> [ЗАДАНИЕ И ТРЕБОВАНИЯ]
Перескажите, пожалуйста, отрывок об аресте Новикова в двух предложениях.

> [ЦИТИРУЕМЫЙ ОТРЫВОК]
+===+
Зачем же понадобилась эта таинственность? В отличие от Прозоровского, Екатерина II прекрасно понимала, что ни иноземные якобинцы, ни отечественные масоны не станут с пистолетами и шпагами отбивать Новикова у рубак Жевахова. Может быть она боялась общественного мнения, заточая его без суда в одну из самых страшных тюрем? Едва ли! Более того, у императрицы имелись законные основания для ареста Новикова. Издатель запрещенных книг одним этим уже навлек на себя наказание. И все-таки сама Екатерина в указе Прозоровскому «проговорилась» об истинных мотивах своих поступков. «Сие Новикова отправление, — писала она, — должно на подобных ему наложить молчание» [233] . Как видно уже на самой ранней стадии следствия императрица приняла решение сделать мастера Коловиона «козлом отпущения» за грехи всех масонов. Не время было восстанавливать против себя родовитое дворянство суровыми репрессиями против отпрысков «лучшцх семей», а по сему их включили в разряд «обольщенных». Лопухины, Трубецкие, Тургеневы не страшили Екатерину. Что они могли сделать, потеряв самого энергичного и предприимчивого собрата? К тому же печальная судьба строптивого издателя навсегда должна была отбить у них охоту играть в высокую политику. В этих условиях таинственное, бесследное исчезновение Новикова оказалось гораздо эффектнее, чем самый жестокий приговор. Такое решение его судьбы, дезориентируя общественное мнение, оставляло богатый простор для всевозможных домыслов и вымыслов о «винах» книгоиздателя и каре, постигшей его.
233
Новиков Н. И. Избр. соч., с. 601.
+===+
> [СПИСОК ЗАПИСЕЙ]
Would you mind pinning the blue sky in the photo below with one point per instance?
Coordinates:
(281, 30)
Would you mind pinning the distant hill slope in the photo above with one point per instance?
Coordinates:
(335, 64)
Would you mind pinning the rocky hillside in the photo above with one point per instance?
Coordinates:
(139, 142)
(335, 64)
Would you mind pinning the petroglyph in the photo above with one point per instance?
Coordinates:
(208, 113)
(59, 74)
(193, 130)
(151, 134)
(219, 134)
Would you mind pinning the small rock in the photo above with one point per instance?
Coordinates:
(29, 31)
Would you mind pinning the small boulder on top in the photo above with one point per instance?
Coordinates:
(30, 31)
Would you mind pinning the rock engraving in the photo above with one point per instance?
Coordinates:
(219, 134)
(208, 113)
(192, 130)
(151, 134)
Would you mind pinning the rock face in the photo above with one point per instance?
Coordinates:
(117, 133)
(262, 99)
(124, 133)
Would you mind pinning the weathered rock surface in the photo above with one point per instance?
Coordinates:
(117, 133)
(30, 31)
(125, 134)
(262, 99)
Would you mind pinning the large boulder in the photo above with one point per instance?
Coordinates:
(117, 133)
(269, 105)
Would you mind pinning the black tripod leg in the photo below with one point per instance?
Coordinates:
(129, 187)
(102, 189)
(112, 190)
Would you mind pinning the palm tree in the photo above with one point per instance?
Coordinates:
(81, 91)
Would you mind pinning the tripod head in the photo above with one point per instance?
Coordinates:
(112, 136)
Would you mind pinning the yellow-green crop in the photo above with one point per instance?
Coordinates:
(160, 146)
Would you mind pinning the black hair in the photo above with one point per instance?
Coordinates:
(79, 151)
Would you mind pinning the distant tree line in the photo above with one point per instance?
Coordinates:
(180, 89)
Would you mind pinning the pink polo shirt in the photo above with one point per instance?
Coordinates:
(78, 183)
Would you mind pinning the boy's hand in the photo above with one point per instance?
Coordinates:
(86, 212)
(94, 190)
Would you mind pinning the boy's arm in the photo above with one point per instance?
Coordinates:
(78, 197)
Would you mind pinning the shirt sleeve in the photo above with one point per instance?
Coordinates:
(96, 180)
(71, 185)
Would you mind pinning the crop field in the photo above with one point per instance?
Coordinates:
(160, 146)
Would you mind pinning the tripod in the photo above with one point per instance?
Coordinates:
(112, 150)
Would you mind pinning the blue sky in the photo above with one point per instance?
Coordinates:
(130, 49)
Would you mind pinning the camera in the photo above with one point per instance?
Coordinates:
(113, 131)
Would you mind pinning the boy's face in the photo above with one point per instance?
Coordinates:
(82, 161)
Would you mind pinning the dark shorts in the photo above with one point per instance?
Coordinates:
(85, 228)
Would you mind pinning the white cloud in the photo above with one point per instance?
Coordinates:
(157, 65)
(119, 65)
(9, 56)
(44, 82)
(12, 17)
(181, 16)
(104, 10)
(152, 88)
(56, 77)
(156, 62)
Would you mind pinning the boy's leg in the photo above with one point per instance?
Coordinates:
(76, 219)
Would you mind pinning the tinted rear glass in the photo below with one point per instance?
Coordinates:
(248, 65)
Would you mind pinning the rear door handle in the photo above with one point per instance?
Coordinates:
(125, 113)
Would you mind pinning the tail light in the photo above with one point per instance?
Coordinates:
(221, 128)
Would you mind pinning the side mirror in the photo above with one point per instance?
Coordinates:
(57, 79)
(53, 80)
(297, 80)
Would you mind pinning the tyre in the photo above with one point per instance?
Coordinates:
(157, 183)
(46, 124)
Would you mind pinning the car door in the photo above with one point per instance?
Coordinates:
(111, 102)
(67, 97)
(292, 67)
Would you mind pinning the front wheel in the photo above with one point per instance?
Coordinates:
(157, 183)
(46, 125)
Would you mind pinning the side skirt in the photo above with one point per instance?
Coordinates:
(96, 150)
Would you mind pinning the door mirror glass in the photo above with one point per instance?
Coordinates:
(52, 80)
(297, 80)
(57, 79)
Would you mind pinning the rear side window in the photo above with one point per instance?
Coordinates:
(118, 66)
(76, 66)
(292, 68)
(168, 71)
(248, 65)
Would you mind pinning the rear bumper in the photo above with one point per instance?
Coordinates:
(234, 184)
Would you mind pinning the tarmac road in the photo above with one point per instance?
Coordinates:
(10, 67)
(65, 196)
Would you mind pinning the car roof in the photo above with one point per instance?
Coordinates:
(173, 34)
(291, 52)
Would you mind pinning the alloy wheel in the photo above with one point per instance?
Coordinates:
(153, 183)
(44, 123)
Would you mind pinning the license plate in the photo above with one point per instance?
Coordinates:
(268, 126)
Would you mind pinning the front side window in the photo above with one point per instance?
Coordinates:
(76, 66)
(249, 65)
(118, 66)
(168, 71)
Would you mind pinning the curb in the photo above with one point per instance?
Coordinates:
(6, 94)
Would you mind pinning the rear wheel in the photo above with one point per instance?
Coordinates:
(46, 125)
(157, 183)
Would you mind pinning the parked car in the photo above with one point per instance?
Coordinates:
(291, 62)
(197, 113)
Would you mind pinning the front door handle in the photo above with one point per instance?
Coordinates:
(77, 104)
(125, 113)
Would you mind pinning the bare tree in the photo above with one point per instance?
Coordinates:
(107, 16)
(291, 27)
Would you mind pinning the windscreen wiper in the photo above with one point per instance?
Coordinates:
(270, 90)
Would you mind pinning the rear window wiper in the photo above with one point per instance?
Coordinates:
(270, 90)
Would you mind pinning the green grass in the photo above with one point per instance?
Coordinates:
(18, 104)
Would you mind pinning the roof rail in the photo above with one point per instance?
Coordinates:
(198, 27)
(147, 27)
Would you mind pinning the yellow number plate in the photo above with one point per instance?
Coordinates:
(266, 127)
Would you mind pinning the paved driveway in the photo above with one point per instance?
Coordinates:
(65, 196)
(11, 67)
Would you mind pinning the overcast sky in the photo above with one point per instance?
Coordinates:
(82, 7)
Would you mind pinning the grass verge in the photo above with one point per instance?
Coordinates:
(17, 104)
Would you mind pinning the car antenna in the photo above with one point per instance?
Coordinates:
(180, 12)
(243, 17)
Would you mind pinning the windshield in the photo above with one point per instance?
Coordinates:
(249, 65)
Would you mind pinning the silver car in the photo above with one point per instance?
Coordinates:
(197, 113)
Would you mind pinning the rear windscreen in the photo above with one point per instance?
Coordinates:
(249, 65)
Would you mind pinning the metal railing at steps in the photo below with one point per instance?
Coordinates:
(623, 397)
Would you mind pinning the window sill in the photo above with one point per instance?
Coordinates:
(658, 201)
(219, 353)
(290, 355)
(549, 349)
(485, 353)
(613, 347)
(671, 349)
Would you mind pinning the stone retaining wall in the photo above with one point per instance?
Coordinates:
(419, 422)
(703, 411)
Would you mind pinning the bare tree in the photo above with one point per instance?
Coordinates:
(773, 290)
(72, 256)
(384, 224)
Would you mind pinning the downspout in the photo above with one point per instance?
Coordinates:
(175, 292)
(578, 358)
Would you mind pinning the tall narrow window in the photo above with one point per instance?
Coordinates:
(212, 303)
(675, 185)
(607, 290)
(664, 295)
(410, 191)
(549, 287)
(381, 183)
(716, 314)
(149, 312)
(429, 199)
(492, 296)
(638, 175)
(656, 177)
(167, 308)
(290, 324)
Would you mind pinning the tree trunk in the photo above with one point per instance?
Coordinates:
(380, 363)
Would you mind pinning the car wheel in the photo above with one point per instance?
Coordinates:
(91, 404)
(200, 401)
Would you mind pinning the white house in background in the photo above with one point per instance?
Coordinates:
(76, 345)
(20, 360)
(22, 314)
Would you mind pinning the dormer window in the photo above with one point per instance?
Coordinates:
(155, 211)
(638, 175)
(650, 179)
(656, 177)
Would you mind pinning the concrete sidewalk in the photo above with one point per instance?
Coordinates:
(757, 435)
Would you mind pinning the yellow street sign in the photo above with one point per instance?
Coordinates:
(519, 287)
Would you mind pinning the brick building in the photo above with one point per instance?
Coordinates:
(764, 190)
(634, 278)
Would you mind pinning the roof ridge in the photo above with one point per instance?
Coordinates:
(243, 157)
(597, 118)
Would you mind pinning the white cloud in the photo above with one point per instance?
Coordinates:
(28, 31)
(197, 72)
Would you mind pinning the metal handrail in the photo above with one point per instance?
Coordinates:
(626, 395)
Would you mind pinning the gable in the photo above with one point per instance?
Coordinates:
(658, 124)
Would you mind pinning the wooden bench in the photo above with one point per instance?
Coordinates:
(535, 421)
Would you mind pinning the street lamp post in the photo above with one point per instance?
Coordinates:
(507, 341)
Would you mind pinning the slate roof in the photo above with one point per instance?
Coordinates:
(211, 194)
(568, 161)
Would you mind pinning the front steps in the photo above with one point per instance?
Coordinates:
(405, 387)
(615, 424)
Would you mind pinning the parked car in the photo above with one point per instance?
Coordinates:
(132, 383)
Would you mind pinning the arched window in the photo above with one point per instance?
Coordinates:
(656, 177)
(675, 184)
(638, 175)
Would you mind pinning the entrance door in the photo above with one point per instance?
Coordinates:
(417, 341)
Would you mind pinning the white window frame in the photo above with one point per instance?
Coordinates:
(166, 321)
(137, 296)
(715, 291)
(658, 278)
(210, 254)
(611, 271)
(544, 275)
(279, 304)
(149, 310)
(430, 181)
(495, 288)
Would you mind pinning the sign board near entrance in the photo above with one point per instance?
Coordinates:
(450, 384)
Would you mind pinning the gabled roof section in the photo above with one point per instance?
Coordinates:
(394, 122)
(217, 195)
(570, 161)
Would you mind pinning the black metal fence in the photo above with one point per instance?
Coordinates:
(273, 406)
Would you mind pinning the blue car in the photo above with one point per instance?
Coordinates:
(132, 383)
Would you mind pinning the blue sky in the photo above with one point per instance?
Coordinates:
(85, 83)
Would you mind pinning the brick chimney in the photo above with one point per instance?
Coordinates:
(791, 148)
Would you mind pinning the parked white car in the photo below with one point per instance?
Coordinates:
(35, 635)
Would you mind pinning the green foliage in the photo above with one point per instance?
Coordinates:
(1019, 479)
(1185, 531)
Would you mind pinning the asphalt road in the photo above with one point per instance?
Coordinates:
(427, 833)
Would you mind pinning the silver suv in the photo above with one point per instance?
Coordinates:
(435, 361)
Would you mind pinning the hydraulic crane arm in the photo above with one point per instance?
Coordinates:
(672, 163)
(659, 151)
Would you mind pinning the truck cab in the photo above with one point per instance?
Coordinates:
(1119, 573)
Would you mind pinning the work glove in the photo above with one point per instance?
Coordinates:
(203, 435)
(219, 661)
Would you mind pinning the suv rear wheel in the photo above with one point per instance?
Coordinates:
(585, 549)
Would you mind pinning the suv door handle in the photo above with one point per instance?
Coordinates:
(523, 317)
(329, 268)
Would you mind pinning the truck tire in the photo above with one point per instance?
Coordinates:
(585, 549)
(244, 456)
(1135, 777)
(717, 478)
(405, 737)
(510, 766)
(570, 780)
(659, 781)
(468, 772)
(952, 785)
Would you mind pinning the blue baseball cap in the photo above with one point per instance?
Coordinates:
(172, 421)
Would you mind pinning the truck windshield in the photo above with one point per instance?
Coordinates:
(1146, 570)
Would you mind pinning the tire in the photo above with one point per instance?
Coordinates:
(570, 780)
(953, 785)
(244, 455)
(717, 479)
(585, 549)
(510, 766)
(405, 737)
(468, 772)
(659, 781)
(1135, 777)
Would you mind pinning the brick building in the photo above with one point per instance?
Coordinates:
+===+
> [ОТВЕТ]
Имея законные основания для ареста издателя запрещенных книг и не опасаясь общественного мнения, Екатерина II решила сделать Новикова «козлом отпущения» за грехи всех масонов, чтобы наложить молчание на подобных ему, а отпрысков знатных семей отнесла к «обольщенным», не желая восстанавливать против себя родовитое дворянство. Таинственное, бесследное исчезновение Новикова оказалось эффектнее самого жестокого приговора: оно дезориентировало общественное мнение и оставляло простор для домыслов о его «винах» и постигшей его каре.